[What you will do]:
Identical copies of all the records below are needed.

[Dataset records]:
=== Section Start ===

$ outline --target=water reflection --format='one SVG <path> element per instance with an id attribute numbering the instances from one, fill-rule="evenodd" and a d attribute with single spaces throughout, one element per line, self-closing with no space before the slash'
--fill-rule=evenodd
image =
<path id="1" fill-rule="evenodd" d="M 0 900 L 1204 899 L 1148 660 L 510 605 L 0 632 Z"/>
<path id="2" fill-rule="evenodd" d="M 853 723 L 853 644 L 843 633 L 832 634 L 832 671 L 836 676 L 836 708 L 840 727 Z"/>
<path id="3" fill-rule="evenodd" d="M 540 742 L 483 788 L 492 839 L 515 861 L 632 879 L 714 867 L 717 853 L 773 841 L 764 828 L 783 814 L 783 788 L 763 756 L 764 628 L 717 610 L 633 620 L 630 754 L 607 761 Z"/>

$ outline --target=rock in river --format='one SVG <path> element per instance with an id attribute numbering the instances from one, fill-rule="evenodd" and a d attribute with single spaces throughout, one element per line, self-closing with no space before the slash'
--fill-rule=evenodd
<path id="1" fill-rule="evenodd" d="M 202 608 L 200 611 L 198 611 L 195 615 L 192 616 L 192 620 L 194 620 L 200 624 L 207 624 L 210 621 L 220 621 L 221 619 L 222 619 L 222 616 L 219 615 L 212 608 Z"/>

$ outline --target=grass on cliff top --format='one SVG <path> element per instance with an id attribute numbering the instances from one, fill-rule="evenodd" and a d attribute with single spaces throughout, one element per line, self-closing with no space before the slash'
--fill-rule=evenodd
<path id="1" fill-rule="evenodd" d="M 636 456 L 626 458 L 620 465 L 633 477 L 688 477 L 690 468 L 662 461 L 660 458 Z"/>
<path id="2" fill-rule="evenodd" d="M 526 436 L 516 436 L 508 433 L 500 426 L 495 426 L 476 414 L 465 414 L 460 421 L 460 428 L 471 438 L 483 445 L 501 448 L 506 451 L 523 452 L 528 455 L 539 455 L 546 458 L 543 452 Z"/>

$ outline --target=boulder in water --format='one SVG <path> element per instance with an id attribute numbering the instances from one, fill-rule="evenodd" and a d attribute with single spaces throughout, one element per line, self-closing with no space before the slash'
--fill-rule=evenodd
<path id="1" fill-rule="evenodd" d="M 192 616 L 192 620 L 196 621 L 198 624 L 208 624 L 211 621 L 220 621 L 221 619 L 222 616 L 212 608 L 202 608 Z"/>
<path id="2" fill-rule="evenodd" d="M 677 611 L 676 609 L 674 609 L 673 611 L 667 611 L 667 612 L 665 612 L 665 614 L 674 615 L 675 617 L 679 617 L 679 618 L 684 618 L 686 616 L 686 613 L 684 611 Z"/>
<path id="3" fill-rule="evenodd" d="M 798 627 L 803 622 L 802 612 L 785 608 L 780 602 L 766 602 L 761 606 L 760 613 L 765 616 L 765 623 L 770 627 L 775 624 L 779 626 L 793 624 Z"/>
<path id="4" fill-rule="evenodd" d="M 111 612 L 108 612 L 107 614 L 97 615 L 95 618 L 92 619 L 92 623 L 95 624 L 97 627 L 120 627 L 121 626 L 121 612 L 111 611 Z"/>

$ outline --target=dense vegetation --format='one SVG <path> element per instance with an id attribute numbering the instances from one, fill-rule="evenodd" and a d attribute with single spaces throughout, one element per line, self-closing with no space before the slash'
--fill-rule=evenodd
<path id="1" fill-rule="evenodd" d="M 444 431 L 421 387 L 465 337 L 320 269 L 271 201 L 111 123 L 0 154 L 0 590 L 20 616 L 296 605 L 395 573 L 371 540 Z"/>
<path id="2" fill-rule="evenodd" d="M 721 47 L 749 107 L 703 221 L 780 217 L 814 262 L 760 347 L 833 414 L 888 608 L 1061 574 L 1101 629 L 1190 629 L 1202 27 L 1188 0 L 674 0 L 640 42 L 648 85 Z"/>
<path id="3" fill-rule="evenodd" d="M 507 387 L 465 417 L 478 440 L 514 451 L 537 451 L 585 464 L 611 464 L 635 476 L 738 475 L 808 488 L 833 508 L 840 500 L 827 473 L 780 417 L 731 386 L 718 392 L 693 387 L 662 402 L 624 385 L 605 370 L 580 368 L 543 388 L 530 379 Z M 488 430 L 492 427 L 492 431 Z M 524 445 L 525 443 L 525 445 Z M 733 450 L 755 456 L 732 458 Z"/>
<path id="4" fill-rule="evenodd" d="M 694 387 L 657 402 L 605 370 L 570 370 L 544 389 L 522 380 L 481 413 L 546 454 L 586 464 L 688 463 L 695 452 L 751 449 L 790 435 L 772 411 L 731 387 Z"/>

=== Section End ===

[The completed task]:
$ outline --target=water reflection --format='one SVG <path> element per instance with an id attribute numbering the instances from one, fill-rule="evenodd" and a d attribute with single spaces throughout, one element per line, self-closing with no space before the slash'
--fill-rule=evenodd
image =
<path id="1" fill-rule="evenodd" d="M 0 900 L 1204 899 L 1148 660 L 510 605 L 0 632 Z"/>
<path id="2" fill-rule="evenodd" d="M 853 723 L 853 644 L 843 633 L 832 634 L 832 671 L 836 676 L 836 708 L 840 727 Z"/>
<path id="3" fill-rule="evenodd" d="M 540 742 L 483 788 L 492 839 L 515 861 L 632 879 L 714 867 L 717 853 L 773 841 L 764 828 L 783 814 L 783 788 L 763 756 L 764 628 L 717 610 L 633 620 L 630 754 L 607 761 Z"/>

$ outline --target=rock in river --format='one SVG <path> element per instance with an id attribute numbering the instances from one, fill-rule="evenodd" and a d attribute with single spaces throughout, one element per line, self-closing with no space before the slash'
--fill-rule=evenodd
<path id="1" fill-rule="evenodd" d="M 202 608 L 200 611 L 198 611 L 195 615 L 192 616 L 192 620 L 194 620 L 200 624 L 207 624 L 210 621 L 220 621 L 221 619 L 222 619 L 222 616 L 219 615 L 212 608 Z"/>

$ outline --target=grass on cliff top --format='one SVG <path> element per instance with an id attribute numbering the instances from one, fill-rule="evenodd" and a d attribute with single spaces throughout, one element per line, self-closing with no space before the slash'
--fill-rule=evenodd
<path id="1" fill-rule="evenodd" d="M 636 456 L 626 458 L 620 465 L 633 477 L 688 477 L 690 468 L 662 461 L 660 458 Z"/>
<path id="2" fill-rule="evenodd" d="M 526 436 L 516 436 L 508 433 L 500 426 L 495 426 L 476 414 L 465 414 L 460 421 L 460 428 L 471 438 L 483 445 L 501 448 L 506 451 L 523 452 L 528 455 L 539 455 L 546 458 L 543 452 Z"/>

$ outline --target=boulder in water --format='one SVG <path> element per instance with an id attribute numbering the instances from one, fill-rule="evenodd" and a d attribute with single spaces throughout, one element per line, self-closing with no space before the slash'
--fill-rule=evenodd
<path id="1" fill-rule="evenodd" d="M 192 616 L 192 620 L 196 621 L 198 624 L 208 624 L 211 621 L 220 621 L 221 619 L 222 616 L 212 608 L 202 608 Z"/>
<path id="2" fill-rule="evenodd" d="M 677 611 L 676 609 L 674 609 L 673 611 L 667 611 L 667 612 L 665 612 L 665 614 L 674 615 L 675 617 L 679 617 L 679 618 L 684 618 L 686 616 L 686 613 L 684 611 Z"/>
<path id="3" fill-rule="evenodd" d="M 798 627 L 803 622 L 802 612 L 785 608 L 780 602 L 766 602 L 761 606 L 760 613 L 765 616 L 765 623 L 770 627 L 775 624 L 779 626 L 793 624 Z"/>
<path id="4" fill-rule="evenodd" d="M 111 612 L 108 612 L 107 614 L 97 615 L 95 618 L 92 619 L 92 623 L 95 624 L 97 627 L 120 627 L 121 626 L 121 612 L 111 611 Z"/>

$ outline --target=dense vegetation --format='one SVG <path> element per instance with an id attribute numbering the instances from one, fill-rule="evenodd" and a d attribute with single spaces throughout, one element per line, self-closing with no space before the slash'
--fill-rule=evenodd
<path id="1" fill-rule="evenodd" d="M 444 431 L 421 387 L 465 337 L 320 269 L 271 201 L 111 123 L 0 154 L 0 590 L 20 616 L 296 605 L 395 573 L 371 540 Z"/>
<path id="2" fill-rule="evenodd" d="M 721 47 L 749 107 L 703 221 L 780 217 L 814 262 L 760 347 L 833 414 L 888 608 L 1061 574 L 1101 629 L 1190 629 L 1202 27 L 1188 0 L 674 0 L 640 42 L 648 85 Z"/>
<path id="3" fill-rule="evenodd" d="M 507 387 L 465 417 L 478 440 L 514 451 L 537 451 L 585 464 L 611 464 L 635 476 L 738 475 L 808 488 L 833 508 L 840 500 L 827 473 L 780 417 L 731 386 L 718 392 L 693 387 L 662 402 L 624 385 L 605 370 L 580 368 L 543 388 L 530 379 Z M 488 430 L 492 427 L 492 431 Z M 524 445 L 525 443 L 525 445 Z M 733 450 L 755 456 L 732 458 Z"/>
<path id="4" fill-rule="evenodd" d="M 694 387 L 657 402 L 605 370 L 570 370 L 544 389 L 522 380 L 481 413 L 546 454 L 586 464 L 688 463 L 695 452 L 751 449 L 790 435 L 772 411 L 731 387 Z"/>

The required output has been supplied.